→ **Work task**
After locating the line with "Exercise. Point out the young" in the data that follows, return it and every later line exactly, up to and including the line with "Exercise. Point out the woman's hand".

→ **Record set**
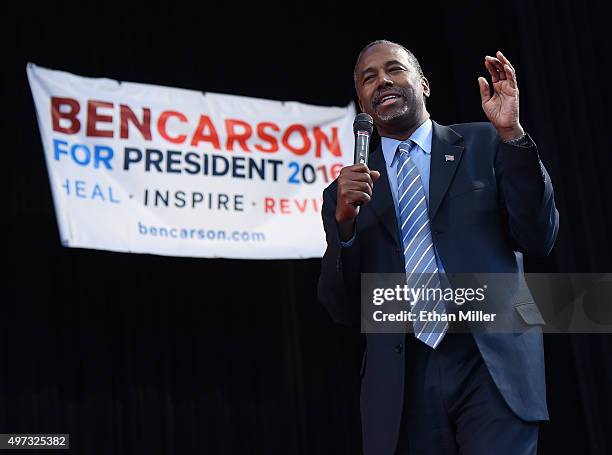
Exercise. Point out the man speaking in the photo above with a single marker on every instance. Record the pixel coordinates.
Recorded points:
(441, 199)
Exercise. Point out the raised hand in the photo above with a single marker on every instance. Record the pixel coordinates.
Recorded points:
(502, 106)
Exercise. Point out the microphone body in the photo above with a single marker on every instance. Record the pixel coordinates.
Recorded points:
(362, 127)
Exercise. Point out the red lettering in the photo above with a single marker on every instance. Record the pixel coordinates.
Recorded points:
(200, 136)
(333, 145)
(161, 126)
(269, 205)
(284, 203)
(301, 208)
(267, 138)
(127, 116)
(302, 131)
(233, 136)
(93, 118)
(57, 115)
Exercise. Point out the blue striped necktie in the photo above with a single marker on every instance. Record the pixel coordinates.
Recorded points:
(419, 254)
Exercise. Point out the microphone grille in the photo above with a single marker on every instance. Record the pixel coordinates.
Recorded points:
(363, 122)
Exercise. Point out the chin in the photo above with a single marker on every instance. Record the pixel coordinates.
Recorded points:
(393, 115)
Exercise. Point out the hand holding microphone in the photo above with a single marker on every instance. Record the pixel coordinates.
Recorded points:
(356, 182)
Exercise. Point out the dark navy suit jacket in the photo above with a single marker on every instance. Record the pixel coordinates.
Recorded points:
(490, 201)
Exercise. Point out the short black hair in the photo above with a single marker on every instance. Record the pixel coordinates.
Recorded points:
(411, 58)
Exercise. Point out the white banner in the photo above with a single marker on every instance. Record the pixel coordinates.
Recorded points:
(148, 169)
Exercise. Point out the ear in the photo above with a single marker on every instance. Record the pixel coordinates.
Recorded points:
(425, 85)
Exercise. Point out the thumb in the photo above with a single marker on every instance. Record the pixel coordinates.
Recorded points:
(374, 175)
(485, 94)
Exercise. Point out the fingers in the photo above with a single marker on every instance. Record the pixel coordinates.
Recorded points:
(485, 93)
(374, 175)
(501, 69)
(355, 185)
(494, 71)
(504, 60)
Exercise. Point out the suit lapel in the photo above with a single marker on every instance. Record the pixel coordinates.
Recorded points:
(445, 158)
(382, 202)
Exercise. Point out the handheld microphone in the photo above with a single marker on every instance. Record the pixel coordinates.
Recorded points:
(362, 127)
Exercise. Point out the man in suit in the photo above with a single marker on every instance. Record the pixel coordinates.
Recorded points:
(481, 194)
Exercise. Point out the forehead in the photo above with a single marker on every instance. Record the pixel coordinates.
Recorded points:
(380, 54)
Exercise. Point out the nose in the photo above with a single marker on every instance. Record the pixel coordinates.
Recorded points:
(384, 79)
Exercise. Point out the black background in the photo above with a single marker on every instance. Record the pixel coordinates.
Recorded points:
(144, 354)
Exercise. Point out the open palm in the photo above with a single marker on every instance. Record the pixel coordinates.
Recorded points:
(502, 106)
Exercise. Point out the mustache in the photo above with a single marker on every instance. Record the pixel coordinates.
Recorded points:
(382, 93)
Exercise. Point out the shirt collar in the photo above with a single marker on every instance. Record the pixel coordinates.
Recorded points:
(422, 137)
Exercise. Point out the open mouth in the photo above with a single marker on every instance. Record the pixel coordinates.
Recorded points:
(387, 100)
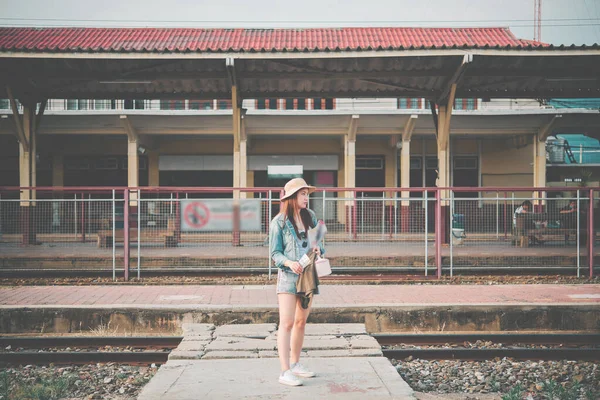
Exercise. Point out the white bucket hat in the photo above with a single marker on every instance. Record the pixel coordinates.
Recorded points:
(295, 185)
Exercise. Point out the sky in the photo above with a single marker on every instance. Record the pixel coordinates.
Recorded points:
(563, 21)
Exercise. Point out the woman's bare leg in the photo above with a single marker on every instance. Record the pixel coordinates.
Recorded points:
(298, 330)
(287, 309)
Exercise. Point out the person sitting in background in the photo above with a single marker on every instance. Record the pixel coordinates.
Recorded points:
(528, 226)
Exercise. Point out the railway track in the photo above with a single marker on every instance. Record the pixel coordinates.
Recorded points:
(139, 350)
(583, 347)
(148, 350)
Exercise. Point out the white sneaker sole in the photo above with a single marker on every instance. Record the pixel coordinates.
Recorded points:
(289, 383)
(307, 375)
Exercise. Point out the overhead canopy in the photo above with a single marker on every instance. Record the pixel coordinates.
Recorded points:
(347, 62)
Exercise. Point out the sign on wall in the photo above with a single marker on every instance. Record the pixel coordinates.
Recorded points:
(216, 215)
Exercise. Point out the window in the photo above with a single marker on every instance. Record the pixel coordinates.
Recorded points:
(106, 163)
(465, 163)
(416, 163)
(224, 104)
(410, 103)
(369, 162)
(169, 104)
(301, 104)
(71, 104)
(77, 163)
(431, 162)
(465, 104)
(201, 104)
(142, 163)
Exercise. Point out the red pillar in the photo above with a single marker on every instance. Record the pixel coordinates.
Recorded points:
(126, 233)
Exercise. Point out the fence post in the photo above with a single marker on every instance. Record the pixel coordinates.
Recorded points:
(354, 230)
(451, 233)
(591, 233)
(425, 200)
(578, 234)
(269, 211)
(177, 218)
(438, 232)
(113, 239)
(82, 218)
(139, 227)
(126, 233)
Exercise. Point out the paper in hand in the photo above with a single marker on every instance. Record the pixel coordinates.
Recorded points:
(316, 234)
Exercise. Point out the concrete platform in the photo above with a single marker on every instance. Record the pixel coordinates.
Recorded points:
(226, 362)
(338, 378)
(135, 309)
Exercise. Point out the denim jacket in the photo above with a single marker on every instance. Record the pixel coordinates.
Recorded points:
(285, 244)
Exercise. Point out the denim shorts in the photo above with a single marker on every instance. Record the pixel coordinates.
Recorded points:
(286, 281)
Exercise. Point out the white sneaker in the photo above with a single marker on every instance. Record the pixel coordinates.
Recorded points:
(300, 370)
(288, 378)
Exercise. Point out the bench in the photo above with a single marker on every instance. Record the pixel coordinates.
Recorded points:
(521, 234)
(168, 236)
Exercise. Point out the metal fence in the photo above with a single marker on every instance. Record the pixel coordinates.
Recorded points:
(433, 231)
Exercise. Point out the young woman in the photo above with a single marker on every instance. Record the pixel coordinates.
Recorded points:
(289, 243)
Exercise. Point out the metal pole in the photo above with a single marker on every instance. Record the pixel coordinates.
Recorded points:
(578, 235)
(591, 234)
(114, 233)
(383, 215)
(354, 229)
(126, 232)
(396, 213)
(505, 230)
(139, 228)
(362, 212)
(451, 231)
(75, 219)
(82, 219)
(269, 233)
(497, 216)
(425, 200)
(438, 232)
(323, 206)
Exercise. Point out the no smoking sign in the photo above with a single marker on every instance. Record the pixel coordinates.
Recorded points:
(196, 215)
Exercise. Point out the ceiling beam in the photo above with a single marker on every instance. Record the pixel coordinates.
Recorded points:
(17, 120)
(454, 80)
(132, 134)
(588, 73)
(353, 127)
(409, 127)
(546, 129)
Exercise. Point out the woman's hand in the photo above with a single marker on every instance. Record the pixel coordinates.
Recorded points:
(296, 267)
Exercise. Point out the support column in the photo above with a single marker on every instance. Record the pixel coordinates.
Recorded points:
(350, 175)
(27, 177)
(405, 171)
(133, 171)
(237, 160)
(539, 160)
(58, 170)
(443, 180)
(153, 171)
(133, 160)
(405, 183)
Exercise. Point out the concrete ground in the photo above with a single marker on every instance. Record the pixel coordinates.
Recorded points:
(240, 361)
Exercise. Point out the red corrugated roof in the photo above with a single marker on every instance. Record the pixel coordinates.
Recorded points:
(248, 40)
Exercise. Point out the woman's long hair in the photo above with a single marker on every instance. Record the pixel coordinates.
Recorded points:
(289, 208)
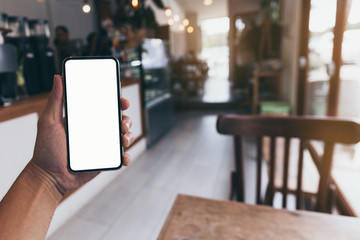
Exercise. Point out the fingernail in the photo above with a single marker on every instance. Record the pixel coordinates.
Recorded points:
(129, 138)
(128, 125)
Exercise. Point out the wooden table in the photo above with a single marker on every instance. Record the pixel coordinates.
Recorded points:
(197, 218)
(346, 182)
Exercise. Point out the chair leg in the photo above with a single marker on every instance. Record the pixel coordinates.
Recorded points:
(269, 196)
(232, 187)
(332, 198)
(235, 188)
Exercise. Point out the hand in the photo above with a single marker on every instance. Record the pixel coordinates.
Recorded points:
(50, 154)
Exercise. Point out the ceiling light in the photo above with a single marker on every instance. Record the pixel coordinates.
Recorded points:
(86, 7)
(176, 17)
(207, 2)
(135, 3)
(168, 12)
(190, 29)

→ **Solved exercise**
Exercise. Point out the young woman in the photo above with a single marker on every instance. Record the pixel coordinates.
Recorded points:
(289, 243)
Exercise. Point out the metal pole in the photo above with a single marker on every instance. Record the pixel coordinates.
Recorded points:
(578, 235)
(591, 234)
(114, 233)
(383, 215)
(354, 229)
(126, 232)
(396, 213)
(505, 230)
(139, 228)
(362, 212)
(451, 231)
(75, 219)
(82, 219)
(269, 233)
(497, 216)
(425, 200)
(438, 232)
(323, 206)
Exercise. Point out the no smoking sign in the photo above with a single marker on every instance. Record the pixel coordinates.
Recorded points:
(196, 215)
Exercise. Point out the ceiling beam in the photo above with a single marker on every instance. Record the pixel coordinates.
Recorded points:
(17, 120)
(454, 80)
(132, 134)
(588, 73)
(353, 127)
(409, 127)
(546, 129)
Exercise. Point out the woman's hand in the photo above with a single marker on every instance. Record the pixel coordinates.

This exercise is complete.